| Task prompt |
The word "plate" may appear in lines of the data below. Say how many lines hold it, giving only the number.
......
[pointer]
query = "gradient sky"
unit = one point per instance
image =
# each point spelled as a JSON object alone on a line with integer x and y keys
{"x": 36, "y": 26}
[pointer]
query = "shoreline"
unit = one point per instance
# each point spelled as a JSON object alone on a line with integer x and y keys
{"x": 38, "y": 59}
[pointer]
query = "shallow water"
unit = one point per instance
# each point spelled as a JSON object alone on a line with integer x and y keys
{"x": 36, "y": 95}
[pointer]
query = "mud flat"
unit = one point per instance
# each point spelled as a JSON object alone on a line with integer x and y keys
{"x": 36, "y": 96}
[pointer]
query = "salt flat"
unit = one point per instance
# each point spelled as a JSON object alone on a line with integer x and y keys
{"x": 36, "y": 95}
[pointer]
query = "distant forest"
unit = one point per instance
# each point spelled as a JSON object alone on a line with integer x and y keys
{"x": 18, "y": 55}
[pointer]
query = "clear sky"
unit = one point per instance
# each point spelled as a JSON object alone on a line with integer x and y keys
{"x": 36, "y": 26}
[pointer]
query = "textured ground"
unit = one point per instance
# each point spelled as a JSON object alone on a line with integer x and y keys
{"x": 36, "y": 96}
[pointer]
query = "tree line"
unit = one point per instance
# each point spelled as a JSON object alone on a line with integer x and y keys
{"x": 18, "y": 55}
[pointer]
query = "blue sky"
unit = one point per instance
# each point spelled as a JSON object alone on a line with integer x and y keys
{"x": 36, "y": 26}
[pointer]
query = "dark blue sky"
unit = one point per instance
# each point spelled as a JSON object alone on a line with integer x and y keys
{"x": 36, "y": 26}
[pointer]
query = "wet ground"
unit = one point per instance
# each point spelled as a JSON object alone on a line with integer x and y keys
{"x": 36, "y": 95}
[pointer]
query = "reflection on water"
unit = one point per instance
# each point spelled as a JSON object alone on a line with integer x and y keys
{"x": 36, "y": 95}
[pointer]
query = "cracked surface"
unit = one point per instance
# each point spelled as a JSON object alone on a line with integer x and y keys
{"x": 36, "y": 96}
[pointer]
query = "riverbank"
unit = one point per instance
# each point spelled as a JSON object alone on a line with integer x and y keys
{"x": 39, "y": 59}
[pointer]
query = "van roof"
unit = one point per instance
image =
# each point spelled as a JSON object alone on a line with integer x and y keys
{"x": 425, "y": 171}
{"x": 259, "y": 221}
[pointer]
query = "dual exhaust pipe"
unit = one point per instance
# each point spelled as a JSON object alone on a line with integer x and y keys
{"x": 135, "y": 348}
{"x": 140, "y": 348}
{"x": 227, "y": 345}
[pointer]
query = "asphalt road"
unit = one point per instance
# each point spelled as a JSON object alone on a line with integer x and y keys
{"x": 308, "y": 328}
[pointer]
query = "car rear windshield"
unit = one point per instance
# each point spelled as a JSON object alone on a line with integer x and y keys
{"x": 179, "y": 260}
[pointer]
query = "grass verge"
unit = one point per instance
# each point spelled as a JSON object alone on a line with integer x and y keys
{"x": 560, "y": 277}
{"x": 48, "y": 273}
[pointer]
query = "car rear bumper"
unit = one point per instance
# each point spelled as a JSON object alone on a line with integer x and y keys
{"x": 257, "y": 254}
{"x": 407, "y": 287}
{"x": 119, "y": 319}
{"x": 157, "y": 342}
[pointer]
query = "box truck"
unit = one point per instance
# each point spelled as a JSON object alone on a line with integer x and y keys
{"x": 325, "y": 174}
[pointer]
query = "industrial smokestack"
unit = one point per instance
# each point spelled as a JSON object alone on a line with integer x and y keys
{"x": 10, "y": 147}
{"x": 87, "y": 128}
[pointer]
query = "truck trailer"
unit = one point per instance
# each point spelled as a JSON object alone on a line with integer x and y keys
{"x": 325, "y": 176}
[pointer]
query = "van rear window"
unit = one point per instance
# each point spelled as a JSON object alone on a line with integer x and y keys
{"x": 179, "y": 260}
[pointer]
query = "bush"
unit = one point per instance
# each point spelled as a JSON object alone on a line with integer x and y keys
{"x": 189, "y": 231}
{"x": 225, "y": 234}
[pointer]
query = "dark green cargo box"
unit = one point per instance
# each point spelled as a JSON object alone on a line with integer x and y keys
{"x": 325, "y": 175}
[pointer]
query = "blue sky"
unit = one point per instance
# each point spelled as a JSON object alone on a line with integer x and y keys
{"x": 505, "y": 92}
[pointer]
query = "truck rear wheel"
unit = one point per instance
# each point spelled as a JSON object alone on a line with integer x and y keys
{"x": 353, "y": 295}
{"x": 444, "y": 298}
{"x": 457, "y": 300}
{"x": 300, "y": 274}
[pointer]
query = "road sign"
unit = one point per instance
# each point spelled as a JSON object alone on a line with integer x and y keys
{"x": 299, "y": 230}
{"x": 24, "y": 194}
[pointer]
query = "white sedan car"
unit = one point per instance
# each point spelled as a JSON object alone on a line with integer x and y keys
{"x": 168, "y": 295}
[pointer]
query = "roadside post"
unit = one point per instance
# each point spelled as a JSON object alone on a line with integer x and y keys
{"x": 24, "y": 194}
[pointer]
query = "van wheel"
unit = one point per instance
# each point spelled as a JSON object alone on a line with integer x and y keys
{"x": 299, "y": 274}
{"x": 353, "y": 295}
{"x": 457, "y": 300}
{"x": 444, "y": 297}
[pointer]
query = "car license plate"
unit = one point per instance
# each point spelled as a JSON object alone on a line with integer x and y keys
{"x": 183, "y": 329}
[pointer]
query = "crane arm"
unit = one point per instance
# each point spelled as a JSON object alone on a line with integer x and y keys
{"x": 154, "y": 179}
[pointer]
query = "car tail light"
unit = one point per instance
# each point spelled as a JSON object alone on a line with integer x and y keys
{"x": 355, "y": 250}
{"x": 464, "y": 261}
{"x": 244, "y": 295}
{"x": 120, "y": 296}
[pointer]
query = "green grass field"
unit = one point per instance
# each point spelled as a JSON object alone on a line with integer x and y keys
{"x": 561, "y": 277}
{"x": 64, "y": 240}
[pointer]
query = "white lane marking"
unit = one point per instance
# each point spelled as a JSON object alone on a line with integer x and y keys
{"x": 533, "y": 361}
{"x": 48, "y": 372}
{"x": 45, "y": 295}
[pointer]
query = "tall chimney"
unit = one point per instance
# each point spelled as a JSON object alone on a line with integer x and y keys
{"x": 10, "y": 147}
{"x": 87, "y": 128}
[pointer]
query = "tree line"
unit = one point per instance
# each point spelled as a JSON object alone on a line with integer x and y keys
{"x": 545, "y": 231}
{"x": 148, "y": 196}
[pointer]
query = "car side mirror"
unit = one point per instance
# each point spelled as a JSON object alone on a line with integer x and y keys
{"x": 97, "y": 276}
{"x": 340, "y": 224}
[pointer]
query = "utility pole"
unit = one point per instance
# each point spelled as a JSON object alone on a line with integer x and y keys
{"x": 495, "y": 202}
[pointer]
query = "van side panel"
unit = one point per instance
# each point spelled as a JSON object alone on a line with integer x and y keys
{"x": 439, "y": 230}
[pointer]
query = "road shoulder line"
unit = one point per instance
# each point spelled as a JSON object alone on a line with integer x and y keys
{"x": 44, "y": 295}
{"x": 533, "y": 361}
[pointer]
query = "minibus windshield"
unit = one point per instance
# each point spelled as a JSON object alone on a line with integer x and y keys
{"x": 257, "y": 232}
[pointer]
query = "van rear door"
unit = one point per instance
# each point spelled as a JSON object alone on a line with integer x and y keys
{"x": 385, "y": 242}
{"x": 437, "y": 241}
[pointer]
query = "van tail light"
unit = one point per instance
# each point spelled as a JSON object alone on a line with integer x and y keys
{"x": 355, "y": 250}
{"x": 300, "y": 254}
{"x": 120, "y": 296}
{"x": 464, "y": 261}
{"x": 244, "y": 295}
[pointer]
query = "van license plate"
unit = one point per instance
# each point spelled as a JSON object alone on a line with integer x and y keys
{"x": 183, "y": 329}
......
| Response for this exercise |
2